Directions for this task>
Repeat the data in full. Every line must match.

BEGIN Source data

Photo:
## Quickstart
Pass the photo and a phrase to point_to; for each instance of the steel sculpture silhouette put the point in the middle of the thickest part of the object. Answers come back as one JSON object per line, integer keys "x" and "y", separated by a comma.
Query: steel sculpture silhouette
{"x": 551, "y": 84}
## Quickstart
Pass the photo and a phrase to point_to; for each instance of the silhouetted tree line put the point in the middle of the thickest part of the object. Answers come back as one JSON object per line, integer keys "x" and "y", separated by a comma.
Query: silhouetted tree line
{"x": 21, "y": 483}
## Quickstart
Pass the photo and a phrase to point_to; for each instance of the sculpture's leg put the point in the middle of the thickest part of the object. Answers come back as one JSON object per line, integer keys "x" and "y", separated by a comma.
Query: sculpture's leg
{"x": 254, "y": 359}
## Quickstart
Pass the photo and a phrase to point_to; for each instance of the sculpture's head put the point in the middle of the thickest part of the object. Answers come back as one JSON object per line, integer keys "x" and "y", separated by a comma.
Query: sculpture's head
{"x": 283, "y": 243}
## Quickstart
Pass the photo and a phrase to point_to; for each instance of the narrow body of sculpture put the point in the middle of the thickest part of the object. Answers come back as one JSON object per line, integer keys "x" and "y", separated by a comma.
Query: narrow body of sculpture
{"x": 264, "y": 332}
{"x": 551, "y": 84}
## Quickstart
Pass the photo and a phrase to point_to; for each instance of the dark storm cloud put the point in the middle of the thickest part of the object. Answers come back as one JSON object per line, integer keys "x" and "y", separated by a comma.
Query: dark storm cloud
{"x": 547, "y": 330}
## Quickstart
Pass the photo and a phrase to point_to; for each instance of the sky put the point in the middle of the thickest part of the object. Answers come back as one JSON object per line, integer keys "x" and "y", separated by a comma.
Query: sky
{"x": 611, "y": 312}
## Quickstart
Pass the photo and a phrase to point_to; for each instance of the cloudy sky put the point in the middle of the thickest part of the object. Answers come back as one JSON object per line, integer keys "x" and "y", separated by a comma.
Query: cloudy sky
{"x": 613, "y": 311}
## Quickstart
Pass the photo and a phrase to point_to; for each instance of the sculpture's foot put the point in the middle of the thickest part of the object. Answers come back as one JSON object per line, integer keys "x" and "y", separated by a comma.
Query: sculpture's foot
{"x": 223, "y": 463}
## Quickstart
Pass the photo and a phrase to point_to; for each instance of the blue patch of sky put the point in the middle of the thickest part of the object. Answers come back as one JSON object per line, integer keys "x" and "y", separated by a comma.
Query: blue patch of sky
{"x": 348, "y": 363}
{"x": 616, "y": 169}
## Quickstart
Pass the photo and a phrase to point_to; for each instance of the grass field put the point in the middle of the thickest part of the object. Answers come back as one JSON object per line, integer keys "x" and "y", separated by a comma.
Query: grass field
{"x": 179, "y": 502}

END Source data

Result of the task>
Photo:
## Quickstart
Pass the photo and a phrase to point_to; for each instance of the steel sculpture silhouette put the point in the middle of the thickest part of the object. Answers come back as one JSON object per line, integer keys "x" and "y", separated by a comma.
Query: steel sculpture silhouette
{"x": 551, "y": 84}
## Quickstart
Pass the photo and a phrase to point_to; for each instance of the silhouetted tree line put the point in the middle of the thickest part of the object. Answers come back as one JSON object per line, integer keys "x" and "y", separated by a comma.
Query: silhouetted tree line
{"x": 21, "y": 483}
## Quickstart
Pass the photo and a phrase to point_to; for each instance of the sculpture's leg put the point in the middle of the thickest part of the object. Answers come back as one JSON object per line, integer keys "x" and "y", separated by a comma.
Query: sculpture's leg
{"x": 254, "y": 359}
## Quickstart
Pass the photo and a phrase to point_to; for each instance of the sculpture's head put the point in the middle of the thickest part of the object. Answers come back as one JSON object per line, integer keys "x" and "y", separated by a comma.
Query: sculpture's head
{"x": 283, "y": 243}
## Quickstart
Pass the photo and a phrase to point_to; for each instance of the narrow body of sculpture put the point in the middle of the thickest part of the object. Answers come back as one JSON object per line, integer keys "x" and "y", separated by a comma.
Query: narrow body of sculpture
{"x": 264, "y": 332}
{"x": 551, "y": 84}
## Quickstart
Pass the photo and a phrase to point_to; for each instance of the dark storm cloud put the point in the middle of the thickest part of the object. Answers come back as one JSON object per line, integer keys "x" and "y", separated by a comma.
Query: dark storm cloud
{"x": 547, "y": 330}
## Quickstart
Pass the photo and a phrase to point_to; for each instance of the sky put the point in the middle of the thickest part of the object. Answers come back as one JSON object per line, integer keys "x" and "y", separated by a comma.
Query: sky
{"x": 611, "y": 312}
## Quickstart
Pass the photo and a phrase to point_to; for each instance of the cloudy sky put the point in the middle of the thickest part of the object. Answers come back as one JSON object per line, integer keys "x" and "y", separated by a comma.
Query: cloudy sky
{"x": 613, "y": 311}
## Quickstart
Pass the photo and a phrase to point_to; for each instance of the sculpture's foot put the point in the middle of the thickest part of the object. Answers come back as one JSON object per line, integer keys "x" and "y", separated by a comma.
Query: sculpture's foot
{"x": 223, "y": 463}
## Quickstart
Pass the photo and a phrase to point_to; for each instance of the blue patch of sky put the point in the middle of the thickest part of the object. Answers come back as one JSON object per line, integer keys "x" and "y", separated by a comma.
Query: blue patch of sky
{"x": 348, "y": 363}
{"x": 616, "y": 169}
## Quickstart
Pass the photo and a phrase to point_to; for each instance of the grass field put the point in the middle of the thickest part of the object. Answers come back as one JSON object per line, integer keys "x" and "y", separated by a comma.
Query: grass field
{"x": 179, "y": 502}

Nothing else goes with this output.